Give the lines below as a two-column CSV with the headers request and outline. Use one row for each line: its request text and its answer, each in a single quoted field with any line breaks replaced by spaces.

■ ■ ■ ■ ■

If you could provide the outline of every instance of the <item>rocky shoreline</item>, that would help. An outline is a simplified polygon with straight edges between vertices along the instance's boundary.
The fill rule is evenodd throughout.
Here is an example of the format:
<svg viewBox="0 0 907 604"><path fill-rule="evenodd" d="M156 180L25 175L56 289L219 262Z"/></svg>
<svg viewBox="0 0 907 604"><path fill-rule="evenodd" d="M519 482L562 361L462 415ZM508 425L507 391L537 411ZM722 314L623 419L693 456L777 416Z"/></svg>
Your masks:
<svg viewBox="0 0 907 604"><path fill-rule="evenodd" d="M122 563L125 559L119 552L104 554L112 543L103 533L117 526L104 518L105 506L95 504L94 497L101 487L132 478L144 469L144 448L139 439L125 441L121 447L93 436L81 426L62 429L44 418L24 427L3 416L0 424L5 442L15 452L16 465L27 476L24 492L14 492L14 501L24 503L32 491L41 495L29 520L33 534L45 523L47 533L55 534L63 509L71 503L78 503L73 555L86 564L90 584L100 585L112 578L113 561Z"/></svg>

■ ■ ■ ■ ■

▶ [FINISHED EXERCISE]
request,outline
"If you could provide the outline of every instance of the <item>rocky shoreline</item>, that would help. An outline is a simplified polygon with straight edges between vertices along the instance's boundary. The fill rule is evenodd throughout. Here is an example of the format: <svg viewBox=""0 0 907 604""><path fill-rule=""evenodd"" d=""M156 180L25 175L56 289L219 262Z""/></svg> <svg viewBox=""0 0 907 604""><path fill-rule=""evenodd"" d=""M519 482L562 361L462 415ZM508 425L507 391L537 411ZM722 314L623 419L693 456L777 416Z""/></svg> Your masks:","<svg viewBox=""0 0 907 604""><path fill-rule=""evenodd"" d=""M122 563L125 559L119 552L104 554L112 543L103 533L117 526L104 518L105 506L95 504L94 497L101 487L132 478L144 469L144 448L139 439L125 441L121 447L93 436L81 426L62 429L44 418L24 427L3 416L0 424L5 442L15 452L16 465L27 476L24 492L14 492L14 501L24 503L32 491L41 495L29 520L33 534L45 523L47 533L55 534L63 509L71 503L78 503L73 555L86 564L90 584L100 585L112 578L113 561Z""/></svg>"